<<<<

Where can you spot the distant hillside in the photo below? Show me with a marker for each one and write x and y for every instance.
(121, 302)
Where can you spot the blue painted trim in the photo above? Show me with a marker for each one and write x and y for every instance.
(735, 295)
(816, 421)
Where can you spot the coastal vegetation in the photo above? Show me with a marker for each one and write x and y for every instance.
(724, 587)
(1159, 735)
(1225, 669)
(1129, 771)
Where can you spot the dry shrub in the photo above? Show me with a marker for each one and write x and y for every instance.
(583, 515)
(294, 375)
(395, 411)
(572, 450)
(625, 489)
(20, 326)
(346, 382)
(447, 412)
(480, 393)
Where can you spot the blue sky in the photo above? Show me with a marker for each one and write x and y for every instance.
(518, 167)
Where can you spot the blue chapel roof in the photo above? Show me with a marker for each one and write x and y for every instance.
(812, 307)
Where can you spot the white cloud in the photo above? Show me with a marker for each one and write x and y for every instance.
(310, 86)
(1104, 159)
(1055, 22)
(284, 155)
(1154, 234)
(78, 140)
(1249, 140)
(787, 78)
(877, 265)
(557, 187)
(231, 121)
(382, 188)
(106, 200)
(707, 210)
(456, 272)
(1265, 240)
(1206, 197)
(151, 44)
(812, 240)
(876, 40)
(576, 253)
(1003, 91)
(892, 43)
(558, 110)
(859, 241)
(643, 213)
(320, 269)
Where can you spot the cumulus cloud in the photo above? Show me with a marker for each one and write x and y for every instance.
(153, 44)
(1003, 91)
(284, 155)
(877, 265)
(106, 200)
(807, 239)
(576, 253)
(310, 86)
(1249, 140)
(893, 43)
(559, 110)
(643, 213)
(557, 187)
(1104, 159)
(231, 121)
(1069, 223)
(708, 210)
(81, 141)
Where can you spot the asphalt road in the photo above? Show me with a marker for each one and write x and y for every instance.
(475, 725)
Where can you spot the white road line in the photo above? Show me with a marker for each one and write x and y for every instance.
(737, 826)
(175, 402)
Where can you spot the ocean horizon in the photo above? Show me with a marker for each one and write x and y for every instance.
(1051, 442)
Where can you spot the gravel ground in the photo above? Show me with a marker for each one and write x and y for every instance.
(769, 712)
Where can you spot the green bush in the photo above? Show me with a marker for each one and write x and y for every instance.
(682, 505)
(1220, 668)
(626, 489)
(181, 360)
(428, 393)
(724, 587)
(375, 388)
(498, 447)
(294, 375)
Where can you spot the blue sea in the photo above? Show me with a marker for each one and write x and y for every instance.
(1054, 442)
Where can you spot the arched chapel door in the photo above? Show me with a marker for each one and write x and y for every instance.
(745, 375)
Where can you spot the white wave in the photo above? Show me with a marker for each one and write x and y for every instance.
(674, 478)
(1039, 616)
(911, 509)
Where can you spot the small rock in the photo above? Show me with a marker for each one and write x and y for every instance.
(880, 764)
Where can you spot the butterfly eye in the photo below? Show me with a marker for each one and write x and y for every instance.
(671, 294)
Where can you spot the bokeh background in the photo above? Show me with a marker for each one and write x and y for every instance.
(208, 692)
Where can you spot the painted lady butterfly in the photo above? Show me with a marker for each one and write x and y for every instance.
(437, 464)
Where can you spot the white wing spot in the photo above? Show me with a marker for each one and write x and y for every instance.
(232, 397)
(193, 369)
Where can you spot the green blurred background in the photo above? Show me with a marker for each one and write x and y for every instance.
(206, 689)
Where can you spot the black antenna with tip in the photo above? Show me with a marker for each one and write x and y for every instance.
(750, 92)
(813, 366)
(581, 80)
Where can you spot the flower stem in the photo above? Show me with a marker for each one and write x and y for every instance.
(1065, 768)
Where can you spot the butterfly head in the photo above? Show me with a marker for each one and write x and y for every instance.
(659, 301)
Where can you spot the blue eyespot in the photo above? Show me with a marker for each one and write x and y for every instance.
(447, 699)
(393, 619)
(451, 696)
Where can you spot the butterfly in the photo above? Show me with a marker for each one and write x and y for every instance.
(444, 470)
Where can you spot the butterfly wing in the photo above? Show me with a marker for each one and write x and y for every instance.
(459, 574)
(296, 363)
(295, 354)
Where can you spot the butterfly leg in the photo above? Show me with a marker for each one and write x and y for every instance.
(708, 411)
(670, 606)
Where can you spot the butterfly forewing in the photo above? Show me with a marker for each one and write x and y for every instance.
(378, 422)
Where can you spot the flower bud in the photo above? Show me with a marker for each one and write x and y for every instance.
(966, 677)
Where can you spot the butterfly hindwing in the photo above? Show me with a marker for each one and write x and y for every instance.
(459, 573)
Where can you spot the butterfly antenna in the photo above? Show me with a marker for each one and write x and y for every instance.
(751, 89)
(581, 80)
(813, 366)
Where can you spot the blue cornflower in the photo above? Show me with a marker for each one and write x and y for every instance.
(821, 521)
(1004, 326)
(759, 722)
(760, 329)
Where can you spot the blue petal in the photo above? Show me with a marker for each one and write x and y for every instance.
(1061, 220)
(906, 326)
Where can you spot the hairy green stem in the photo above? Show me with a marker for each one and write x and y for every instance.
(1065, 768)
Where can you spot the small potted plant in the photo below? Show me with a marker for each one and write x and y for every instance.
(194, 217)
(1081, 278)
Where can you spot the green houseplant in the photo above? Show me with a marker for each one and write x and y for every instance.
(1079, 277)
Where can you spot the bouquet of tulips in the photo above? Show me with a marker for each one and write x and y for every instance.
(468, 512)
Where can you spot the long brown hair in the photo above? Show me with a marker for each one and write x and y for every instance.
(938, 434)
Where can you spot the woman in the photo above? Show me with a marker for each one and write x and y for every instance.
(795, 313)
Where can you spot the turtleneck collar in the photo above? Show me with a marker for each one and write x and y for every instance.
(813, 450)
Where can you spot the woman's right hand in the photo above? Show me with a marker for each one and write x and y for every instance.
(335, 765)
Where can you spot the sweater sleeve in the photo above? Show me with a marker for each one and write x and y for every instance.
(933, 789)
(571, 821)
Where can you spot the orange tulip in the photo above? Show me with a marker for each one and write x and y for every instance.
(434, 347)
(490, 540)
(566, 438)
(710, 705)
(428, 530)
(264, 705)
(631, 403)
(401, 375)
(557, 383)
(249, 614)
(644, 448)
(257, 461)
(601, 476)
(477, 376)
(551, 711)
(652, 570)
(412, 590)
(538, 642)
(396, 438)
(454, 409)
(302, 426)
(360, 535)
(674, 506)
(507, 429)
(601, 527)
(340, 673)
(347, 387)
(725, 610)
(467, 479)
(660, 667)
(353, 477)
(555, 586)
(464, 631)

>>>>

▶ **Exercise brief**: In full and word for word, set down the records shown above.

▶ **Answer box**:
Where can you spot the distant hillside in the photo below? Show me with a marker for each one and write x and y for every instance.
(121, 302)
Where can you spot the blue painted trim in the photo above? Show me with a marker for each one and write x and y for every instance.
(735, 295)
(816, 421)
Where can you spot the coastal vegetation in the photo above? Show me with a marker for each one and write x and y for every instance.
(724, 587)
(1159, 735)
(1225, 669)
(1129, 771)
Where can you spot the dry shrub in the photo above? Show me with a marker for each one and write x and y for every instance.
(583, 515)
(294, 375)
(395, 411)
(572, 450)
(625, 489)
(20, 326)
(346, 382)
(447, 412)
(480, 393)
Where can you spot the blue sky in the photo above? Show me with a marker for each one and write x and y for every instance.
(518, 167)
Where can you spot the blue chapel roof in the photo above? Show me with a marker for each one and write x and y for every instance.
(812, 307)
Where can you spot the white cloud in the photo above? Show me with a marker for each one and write x and y for every instance.
(310, 86)
(1104, 159)
(1055, 22)
(284, 155)
(1154, 234)
(78, 140)
(1249, 140)
(787, 78)
(877, 265)
(557, 187)
(231, 121)
(382, 188)
(106, 200)
(707, 210)
(456, 272)
(1265, 240)
(1206, 197)
(151, 44)
(812, 240)
(876, 40)
(576, 253)
(1003, 91)
(892, 43)
(558, 110)
(859, 241)
(643, 213)
(320, 269)
Where can you spot the cumulus cloud in the photo above? Show me with a marker for each one and write x and y for every instance.
(153, 44)
(1003, 91)
(284, 155)
(877, 265)
(106, 200)
(807, 239)
(576, 253)
(310, 86)
(1249, 140)
(893, 43)
(559, 110)
(643, 213)
(557, 187)
(1104, 159)
(231, 121)
(1069, 223)
(708, 210)
(81, 141)
Where can you spot the asphalt road in the photo above? Show me with a marker for each one and write x and y for every instance.
(475, 725)
Where can you spot the white road line in the photo above? Show me with a marker for each one and write x and y for every instance.
(737, 826)
(175, 402)
Where can you spot the ocean horizon in the photo above? Show me with a marker for each one and write x and y for every instance.
(1051, 442)
Where can you spot the gravel ground in the photo above? Show me with a marker for each one and write x and y for every instance.
(769, 712)
Where can you spot the green bush in the photo above? Show me with a marker for each one and write x and y for every instance.
(682, 505)
(1220, 668)
(626, 489)
(181, 360)
(428, 393)
(724, 587)
(375, 388)
(498, 447)
(294, 375)
Where can you spot the blue sea in the photo above? Show me with a marker for each one and write x and y for every instance.
(1054, 442)
Where can you spot the arched chapel door in the photo above? Show me with a marker for each one and write x and y for every instance.
(745, 375)
Where can you spot the white wave in the photo above? Show me with a marker for each one and write x and y for every instance.
(674, 478)
(1039, 616)
(911, 509)
Where can you spot the small rock in the photo above? Show me with a marker for each one and write x and y for every instance.
(880, 764)
Where can you spot the butterfly eye in the photo below? Show me with a marker for each one and write x and y for every instance.
(671, 294)
Where can you spot the bokeh background in the photo above? Show me with a marker for each one and write x and y for every instance.
(208, 692)
Where can you spot the painted lady butterfly in the photo above? Show me with a marker for each one and write x and y for every instance.
(437, 464)
Where can you spot the white wing spot in the photo above? Show me with a marker for each one and write x and y for every instance.
(232, 397)
(193, 369)
Where can you spot the green blurred background in the photo above? Show me with a marker for each one and write x and y for every instance.
(206, 689)
Where can you spot the black antenna with tip in the photo above? Show me with a marker for each one and write x and y for every instance.
(750, 92)
(813, 366)
(581, 80)
Where can you spot the flower stem in the photo above? Show me with a marker for each one and write x and y for every instance.
(1065, 768)
Where can you spot the butterfly head in the photo above? Show me with a marker for each one and write x and y for every instance.
(659, 301)
Where can you spot the blue eyespot in the photo above? Show me with a marker for each one and write x and y for every instance.
(447, 699)
(393, 619)
(451, 696)
Where can you spot the butterfly in the photo above? Show me with a marker for each one and write x and y for every instance.
(444, 470)
Where can you spot the butterfly wing in the photo above? Show me with a marker for each one and write x and y for every instance.
(459, 574)
(296, 363)
(295, 354)
Where can you spot the butterfly leg in the photo above? Show me with a marker for each one and write x and y for every instance.
(708, 411)
(670, 606)
Where can you spot the butterfly forewing in the photo above? Show me with a marker for each one and write x and y for every instance.
(378, 422)
Where can you spot the flower bud in the photo above? Show me with a marker for each one and write x and y for every instance.
(966, 677)
Where can you spot the butterfly hindwing in the photo above? Show me with a marker for each one and write x and y for every instance.
(459, 573)
Where can you spot the butterfly antenna in the photo above? Show me with a marker for each one and write x and y for every instance.
(751, 89)
(581, 80)
(813, 366)
Where can you spot the blue cornflower in the photo above? Show me with a marker for each one and write x and y for every instance.
(821, 521)
(1004, 326)
(759, 722)
(760, 329)
Where can you spot the blue petal in the photo above? Show me with a marker for each one and write x and y for every instance.
(1061, 220)
(906, 326)
Where can you spot the hairy green stem in the photo above? Show me with a marker for each one and write x and y for every instance.
(1065, 768)
Where can you spot the small potted plant in the photo below? Show me with a marker for each one and write x and y for every instance.
(194, 217)
(1081, 278)
Where can you spot the green houseplant in the photo above? Show me with a marker for each one and write x and y for every instance.
(1079, 277)
Where can you spot the bouquet of tulips in the photo above? Show me with a marker for each one and write x and y for every instance.
(468, 512)
Where can you spot the long brown hair in the photo above? Show me with a marker for each one and write x and y for every instance.
(938, 434)
Where can you spot the woman in the photo above? Show me with a marker for each one and write x and y for every instance.
(795, 313)
Where can you spot the turtleneck collar in the photo above? Show me with a marker for each one and write x and y for every instance.
(813, 450)
Where can you spot the woman's right hand in the photo above? Show me with a marker for each one and write x and y for every instance.
(335, 765)
Where can you spot the sweater sleeve in the photo above? Show me with a marker for each one and write x and y for every instance.
(933, 789)
(571, 821)
Where can you spot the orange tulip in the photo above? Show me with a marker for each one and write x and y for every instance.
(434, 347)
(490, 540)
(566, 438)
(710, 705)
(428, 530)
(264, 705)
(631, 403)
(401, 375)
(557, 383)
(249, 614)
(644, 448)
(257, 461)
(601, 476)
(477, 376)
(551, 711)
(652, 570)
(412, 590)
(538, 642)
(396, 438)
(454, 409)
(302, 426)
(360, 535)
(674, 506)
(507, 429)
(601, 527)
(340, 673)
(347, 387)
(725, 610)
(467, 479)
(660, 667)
(353, 477)
(555, 586)
(464, 631)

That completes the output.